#### PROBLEM TO SOLVE:
Report how many lines in the entries below contain the word "geometric". Give only the number.

#### INPUT RECORDS:
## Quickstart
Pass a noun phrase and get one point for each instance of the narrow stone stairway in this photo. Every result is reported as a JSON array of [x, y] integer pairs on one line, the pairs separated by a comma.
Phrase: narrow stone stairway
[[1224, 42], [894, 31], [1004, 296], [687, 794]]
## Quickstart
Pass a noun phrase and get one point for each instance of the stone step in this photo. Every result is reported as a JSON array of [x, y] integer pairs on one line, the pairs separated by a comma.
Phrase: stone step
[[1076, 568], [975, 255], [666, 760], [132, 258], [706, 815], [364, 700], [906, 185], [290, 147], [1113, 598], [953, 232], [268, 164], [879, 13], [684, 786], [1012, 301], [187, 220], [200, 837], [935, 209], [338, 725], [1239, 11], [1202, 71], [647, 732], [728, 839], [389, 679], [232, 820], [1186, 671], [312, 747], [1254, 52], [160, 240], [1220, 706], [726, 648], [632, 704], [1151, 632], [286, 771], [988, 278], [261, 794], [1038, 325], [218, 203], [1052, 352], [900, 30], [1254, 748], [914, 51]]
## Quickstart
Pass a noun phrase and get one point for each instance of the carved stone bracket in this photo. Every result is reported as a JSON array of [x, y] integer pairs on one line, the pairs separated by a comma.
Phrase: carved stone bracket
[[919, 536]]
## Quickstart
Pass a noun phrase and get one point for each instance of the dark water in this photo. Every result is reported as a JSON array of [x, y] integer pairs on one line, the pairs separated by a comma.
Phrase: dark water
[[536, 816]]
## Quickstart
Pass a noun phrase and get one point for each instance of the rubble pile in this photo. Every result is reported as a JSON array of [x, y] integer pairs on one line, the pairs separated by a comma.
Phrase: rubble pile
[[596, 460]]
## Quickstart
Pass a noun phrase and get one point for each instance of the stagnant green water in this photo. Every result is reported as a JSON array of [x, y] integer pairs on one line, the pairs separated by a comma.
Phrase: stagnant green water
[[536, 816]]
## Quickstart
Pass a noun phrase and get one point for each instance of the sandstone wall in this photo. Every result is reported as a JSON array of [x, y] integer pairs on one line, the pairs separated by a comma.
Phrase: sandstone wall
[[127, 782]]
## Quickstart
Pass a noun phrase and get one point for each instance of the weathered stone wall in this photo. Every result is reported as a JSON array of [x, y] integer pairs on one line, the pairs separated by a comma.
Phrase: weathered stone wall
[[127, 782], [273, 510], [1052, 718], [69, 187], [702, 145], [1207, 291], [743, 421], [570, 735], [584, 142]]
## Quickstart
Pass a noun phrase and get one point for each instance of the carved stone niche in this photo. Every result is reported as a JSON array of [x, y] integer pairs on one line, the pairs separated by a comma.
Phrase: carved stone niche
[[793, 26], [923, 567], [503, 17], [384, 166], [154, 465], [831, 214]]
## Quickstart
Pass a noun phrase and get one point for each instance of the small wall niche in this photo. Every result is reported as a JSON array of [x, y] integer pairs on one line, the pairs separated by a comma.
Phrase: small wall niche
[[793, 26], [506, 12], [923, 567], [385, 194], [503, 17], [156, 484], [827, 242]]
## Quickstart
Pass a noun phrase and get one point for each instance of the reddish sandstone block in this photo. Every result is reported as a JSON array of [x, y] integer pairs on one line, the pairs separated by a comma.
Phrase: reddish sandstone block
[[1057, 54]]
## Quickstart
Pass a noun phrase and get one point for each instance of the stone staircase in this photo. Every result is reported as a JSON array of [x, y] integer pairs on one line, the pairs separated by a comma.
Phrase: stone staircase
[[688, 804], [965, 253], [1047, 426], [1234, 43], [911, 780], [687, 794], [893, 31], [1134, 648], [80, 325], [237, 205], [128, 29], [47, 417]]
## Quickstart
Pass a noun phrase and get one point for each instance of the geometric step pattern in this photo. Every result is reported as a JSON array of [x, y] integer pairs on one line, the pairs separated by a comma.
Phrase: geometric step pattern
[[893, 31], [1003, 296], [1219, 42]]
==
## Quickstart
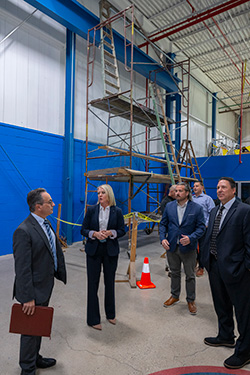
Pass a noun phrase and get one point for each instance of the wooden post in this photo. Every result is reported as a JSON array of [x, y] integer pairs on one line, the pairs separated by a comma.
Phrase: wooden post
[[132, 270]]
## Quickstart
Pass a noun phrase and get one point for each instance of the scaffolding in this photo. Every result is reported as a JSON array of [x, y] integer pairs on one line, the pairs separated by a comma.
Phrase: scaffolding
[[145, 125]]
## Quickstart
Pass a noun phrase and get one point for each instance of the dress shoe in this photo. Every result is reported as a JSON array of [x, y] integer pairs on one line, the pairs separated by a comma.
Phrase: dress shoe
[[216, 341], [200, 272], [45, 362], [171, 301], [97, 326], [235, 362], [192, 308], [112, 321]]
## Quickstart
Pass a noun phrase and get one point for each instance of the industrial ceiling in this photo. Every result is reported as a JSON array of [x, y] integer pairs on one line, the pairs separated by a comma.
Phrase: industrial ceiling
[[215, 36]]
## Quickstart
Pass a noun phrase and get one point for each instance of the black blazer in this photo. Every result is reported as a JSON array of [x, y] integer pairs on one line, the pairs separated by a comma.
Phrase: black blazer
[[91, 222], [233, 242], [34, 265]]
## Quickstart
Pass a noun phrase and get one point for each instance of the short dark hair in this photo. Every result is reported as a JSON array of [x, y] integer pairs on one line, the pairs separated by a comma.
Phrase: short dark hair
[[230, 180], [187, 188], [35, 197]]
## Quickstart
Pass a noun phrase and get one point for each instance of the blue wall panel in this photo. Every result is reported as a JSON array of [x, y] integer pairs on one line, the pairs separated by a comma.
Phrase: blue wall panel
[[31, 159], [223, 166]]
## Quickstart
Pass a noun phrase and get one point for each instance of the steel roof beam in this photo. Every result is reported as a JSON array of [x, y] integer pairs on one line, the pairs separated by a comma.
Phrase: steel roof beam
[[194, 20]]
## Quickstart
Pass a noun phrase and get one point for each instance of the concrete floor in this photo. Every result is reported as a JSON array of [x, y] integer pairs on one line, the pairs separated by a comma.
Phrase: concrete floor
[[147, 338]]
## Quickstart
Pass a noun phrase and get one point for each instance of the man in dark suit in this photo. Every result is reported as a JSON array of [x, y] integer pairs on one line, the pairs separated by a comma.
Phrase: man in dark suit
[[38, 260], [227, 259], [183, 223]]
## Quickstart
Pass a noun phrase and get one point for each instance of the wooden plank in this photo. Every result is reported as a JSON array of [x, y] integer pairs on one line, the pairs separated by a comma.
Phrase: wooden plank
* * *
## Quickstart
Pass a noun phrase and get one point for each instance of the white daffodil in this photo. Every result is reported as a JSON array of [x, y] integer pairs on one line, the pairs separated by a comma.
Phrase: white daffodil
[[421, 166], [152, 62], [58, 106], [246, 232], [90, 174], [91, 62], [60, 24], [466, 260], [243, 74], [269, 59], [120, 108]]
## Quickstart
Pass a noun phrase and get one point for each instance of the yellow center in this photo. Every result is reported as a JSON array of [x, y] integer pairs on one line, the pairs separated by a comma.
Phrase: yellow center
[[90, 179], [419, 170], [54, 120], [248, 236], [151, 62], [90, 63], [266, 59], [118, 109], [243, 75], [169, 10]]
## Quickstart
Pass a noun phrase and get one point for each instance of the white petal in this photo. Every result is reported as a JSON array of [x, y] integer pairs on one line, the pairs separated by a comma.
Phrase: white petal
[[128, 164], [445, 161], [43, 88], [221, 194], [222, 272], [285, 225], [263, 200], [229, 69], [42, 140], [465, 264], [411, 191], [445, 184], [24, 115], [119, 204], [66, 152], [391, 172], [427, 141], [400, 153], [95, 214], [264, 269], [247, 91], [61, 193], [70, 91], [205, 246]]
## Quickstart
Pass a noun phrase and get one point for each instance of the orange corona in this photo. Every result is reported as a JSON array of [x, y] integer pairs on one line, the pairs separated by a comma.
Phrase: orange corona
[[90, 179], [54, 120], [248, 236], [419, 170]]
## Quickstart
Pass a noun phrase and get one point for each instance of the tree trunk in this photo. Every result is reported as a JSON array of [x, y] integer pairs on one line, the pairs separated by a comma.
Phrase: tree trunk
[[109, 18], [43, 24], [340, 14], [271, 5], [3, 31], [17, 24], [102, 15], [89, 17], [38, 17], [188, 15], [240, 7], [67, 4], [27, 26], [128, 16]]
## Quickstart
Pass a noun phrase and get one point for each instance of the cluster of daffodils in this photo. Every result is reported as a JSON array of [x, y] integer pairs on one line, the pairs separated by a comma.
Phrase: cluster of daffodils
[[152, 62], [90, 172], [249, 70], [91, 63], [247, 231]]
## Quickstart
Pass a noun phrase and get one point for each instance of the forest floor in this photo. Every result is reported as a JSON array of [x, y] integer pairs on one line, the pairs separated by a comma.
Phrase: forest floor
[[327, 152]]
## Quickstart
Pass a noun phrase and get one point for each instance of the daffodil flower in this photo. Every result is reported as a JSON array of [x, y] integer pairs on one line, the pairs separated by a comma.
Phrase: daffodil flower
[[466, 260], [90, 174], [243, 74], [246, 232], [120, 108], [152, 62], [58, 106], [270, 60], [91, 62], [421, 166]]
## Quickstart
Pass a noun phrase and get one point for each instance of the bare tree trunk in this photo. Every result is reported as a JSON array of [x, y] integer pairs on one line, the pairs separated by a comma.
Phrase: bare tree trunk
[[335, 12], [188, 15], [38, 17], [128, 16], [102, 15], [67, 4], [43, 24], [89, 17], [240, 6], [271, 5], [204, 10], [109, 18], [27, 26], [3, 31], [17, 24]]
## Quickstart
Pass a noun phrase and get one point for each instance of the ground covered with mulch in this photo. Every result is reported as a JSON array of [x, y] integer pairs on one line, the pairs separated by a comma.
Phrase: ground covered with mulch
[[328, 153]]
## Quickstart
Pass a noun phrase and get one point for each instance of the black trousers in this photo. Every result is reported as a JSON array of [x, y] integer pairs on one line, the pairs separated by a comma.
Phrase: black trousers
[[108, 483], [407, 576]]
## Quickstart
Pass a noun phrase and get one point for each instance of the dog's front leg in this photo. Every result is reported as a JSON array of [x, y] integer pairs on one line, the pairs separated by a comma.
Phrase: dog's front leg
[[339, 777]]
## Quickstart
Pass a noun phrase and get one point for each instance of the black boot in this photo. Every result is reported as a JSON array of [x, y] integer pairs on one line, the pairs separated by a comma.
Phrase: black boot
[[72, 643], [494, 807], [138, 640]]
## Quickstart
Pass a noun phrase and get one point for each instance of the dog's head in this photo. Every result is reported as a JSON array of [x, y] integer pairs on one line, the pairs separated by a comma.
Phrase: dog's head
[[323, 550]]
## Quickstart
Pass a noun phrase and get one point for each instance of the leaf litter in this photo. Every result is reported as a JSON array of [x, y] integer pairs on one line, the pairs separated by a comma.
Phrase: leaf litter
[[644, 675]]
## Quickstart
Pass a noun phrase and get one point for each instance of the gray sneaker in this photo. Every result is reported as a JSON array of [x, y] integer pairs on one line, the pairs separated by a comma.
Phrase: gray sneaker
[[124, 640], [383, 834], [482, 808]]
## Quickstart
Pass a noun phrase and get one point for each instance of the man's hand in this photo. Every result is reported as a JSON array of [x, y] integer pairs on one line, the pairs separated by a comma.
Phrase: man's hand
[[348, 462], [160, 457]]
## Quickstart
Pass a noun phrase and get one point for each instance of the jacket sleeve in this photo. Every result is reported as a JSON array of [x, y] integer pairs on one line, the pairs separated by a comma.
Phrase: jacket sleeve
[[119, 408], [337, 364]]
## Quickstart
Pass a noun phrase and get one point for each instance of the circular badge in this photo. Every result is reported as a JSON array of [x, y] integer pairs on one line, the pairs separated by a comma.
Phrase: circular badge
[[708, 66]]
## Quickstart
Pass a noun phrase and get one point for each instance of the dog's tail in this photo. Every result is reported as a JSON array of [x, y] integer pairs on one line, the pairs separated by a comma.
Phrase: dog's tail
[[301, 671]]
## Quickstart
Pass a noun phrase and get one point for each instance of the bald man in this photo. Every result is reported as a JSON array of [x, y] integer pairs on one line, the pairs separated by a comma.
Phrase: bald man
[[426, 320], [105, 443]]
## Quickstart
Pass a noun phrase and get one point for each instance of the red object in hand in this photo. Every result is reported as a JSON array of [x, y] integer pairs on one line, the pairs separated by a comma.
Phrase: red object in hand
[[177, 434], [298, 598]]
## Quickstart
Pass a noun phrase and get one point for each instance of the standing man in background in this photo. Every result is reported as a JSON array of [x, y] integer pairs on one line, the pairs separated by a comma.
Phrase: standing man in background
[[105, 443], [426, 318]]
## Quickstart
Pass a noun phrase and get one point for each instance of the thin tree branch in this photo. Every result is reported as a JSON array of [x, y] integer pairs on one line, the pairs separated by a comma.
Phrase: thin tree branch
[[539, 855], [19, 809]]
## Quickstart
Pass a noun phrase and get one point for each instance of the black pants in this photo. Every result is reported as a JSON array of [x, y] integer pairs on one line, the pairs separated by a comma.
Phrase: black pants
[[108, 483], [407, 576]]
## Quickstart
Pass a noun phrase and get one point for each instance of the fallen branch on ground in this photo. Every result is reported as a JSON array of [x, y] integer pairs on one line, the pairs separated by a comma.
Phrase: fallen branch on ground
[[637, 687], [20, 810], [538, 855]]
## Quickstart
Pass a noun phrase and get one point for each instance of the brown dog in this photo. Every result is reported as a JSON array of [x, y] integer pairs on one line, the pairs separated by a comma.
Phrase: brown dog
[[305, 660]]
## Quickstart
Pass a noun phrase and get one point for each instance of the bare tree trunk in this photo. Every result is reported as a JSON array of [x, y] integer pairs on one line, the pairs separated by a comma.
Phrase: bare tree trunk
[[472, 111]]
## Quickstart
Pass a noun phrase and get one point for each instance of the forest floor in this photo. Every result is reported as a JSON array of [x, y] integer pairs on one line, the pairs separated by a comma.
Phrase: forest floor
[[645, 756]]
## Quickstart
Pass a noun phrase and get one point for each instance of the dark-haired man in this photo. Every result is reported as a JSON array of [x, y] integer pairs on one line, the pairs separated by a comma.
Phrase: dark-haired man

#### WRITTEN ANSWER:
2